---- Supplied passage
We use airflow in a hybrid ETL system. By this I mean that some of our DAGs are not scheduled but externally triggered using the Airflow API.
We are trying to do the following: Have a sensor in a scheduled DAG (DAG1) that senses that a task inside an externally triggered DAG (DAG2) has run.
For example, the DAG1 runs at 11 am, and we want to be sure that DAG2 has run (due to an external trigger) at least once since 00:00. I have tried to set execution_delta = timedelta(hours=11) but the sensor is sensing nothing. I think the problem is that the sensor tries to look for a task that has been scheduled exactly at 00:00. This won't be the case, as DAG2 can be triggered at any time from 00:00 to 11:00.
Is there any solution that can serve the purpose we need? I think we might need to create a custom Sensor, but it feels strange to me that the native Airflow Sensor does not solve this issue.
--------
**Prompt**
Transcribe the portion of the Airflow sensor question starting with "We are trying" and going on through "00:00 to 11:00.".
---- Records provided
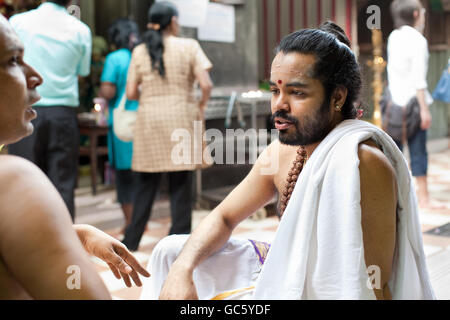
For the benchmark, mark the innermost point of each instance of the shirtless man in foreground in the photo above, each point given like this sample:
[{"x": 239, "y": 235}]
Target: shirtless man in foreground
[{"x": 39, "y": 247}]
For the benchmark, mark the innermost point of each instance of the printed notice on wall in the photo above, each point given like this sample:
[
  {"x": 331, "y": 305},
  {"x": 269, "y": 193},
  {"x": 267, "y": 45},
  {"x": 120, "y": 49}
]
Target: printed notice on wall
[
  {"x": 192, "y": 13},
  {"x": 219, "y": 25}
]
--------
**Correct output**
We are trying to do the following: Have a sensor in a scheduled DAG (DAG1) that senses that a task inside an externally triggered DAG (DAG2) has run.
For example, the DAG1 runs at 11 am, and we want to be sure that DAG2 has run (due to an external trigger) at least once since 00:00. I have tried to set execution_delta = timedelta(hours=11) but the sensor is sensing nothing. I think the problem is that the sensor tries to look for a task that has been scheduled exactly at 00:00. This won't be the case, as DAG2 can be triggered at any time from 00:00 to 11:00.